Work required
Write out nothing except the lines running from the one containing "super quick favor, look at the pic and box the person" to the last line of the data, exactly as they stand.
•••
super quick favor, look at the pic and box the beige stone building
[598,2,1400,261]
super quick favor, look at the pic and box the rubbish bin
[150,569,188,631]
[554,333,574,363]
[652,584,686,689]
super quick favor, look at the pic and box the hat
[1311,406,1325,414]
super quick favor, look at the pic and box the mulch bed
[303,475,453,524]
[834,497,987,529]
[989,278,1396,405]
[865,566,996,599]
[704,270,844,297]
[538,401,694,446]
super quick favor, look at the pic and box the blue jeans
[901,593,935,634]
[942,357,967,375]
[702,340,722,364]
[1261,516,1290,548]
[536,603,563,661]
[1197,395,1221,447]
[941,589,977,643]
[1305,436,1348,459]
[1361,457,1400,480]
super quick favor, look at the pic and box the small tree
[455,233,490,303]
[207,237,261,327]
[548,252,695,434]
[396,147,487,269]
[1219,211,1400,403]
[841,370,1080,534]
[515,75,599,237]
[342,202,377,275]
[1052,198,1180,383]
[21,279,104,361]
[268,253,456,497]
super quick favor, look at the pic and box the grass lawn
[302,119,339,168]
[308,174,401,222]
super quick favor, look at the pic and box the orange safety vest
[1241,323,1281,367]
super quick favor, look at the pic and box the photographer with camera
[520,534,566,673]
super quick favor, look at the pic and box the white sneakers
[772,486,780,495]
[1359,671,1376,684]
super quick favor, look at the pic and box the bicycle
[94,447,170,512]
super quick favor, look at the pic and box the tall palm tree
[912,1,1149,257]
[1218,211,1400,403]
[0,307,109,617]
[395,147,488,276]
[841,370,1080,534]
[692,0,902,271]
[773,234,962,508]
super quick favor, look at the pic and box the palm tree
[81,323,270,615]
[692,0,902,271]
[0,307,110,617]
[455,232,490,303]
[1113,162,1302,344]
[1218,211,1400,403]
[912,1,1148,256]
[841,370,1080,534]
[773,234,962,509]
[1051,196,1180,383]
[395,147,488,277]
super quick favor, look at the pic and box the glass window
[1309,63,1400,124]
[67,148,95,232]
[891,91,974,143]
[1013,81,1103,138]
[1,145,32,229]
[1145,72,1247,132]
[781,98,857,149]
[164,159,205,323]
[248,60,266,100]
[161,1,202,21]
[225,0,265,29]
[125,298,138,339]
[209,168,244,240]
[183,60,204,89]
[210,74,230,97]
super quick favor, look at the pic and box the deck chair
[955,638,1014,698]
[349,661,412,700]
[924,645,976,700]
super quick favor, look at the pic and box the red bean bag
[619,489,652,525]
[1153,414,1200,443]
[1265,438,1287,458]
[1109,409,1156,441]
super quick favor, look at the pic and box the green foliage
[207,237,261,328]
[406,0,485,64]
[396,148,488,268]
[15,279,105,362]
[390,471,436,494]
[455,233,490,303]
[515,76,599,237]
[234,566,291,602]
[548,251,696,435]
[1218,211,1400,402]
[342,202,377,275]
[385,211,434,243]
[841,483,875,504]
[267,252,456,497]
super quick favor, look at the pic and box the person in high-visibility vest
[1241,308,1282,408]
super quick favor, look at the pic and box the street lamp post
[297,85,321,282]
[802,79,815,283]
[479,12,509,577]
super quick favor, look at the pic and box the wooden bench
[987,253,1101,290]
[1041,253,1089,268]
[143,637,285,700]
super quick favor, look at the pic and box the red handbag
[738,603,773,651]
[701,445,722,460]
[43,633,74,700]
•••
Task response
super quick favor, look at the pic and box the person in high-visibility vest
[1241,308,1282,408]
super quick favor, look at the pic and box the street lamp post
[297,85,321,282]
[802,79,815,283]
[479,12,509,577]
super quick favor, look at the pic and box the wooden bench
[987,253,1101,290]
[1041,253,1089,268]
[143,637,285,700]
super quick favor, look at the pic and box the red handbag
[738,603,773,651]
[701,445,722,460]
[43,633,74,700]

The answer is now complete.